Stated exercise: Rewrite the records below, changing "burr walnut door panel" to "wood trim panel" wherever it appears and keeping everything else as is. Leave the pictures out of your answer.

Provided information:
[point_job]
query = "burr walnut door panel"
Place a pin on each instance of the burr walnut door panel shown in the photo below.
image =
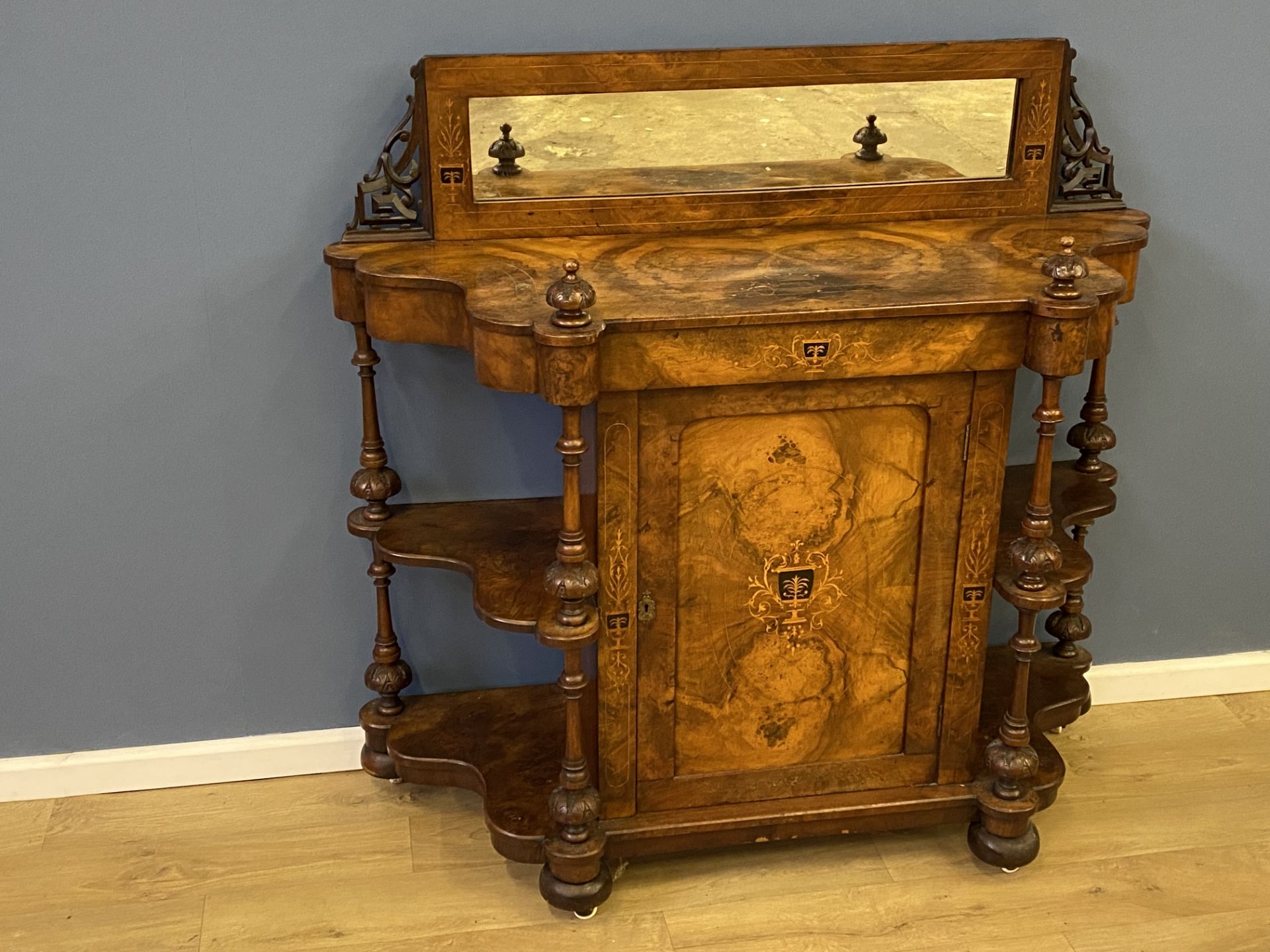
(798, 545)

Task output:
[point_job]
query = "wood trim panel"
Place a pin on each instance of the wood trim panel shown in the photo below.
image =
(798, 545)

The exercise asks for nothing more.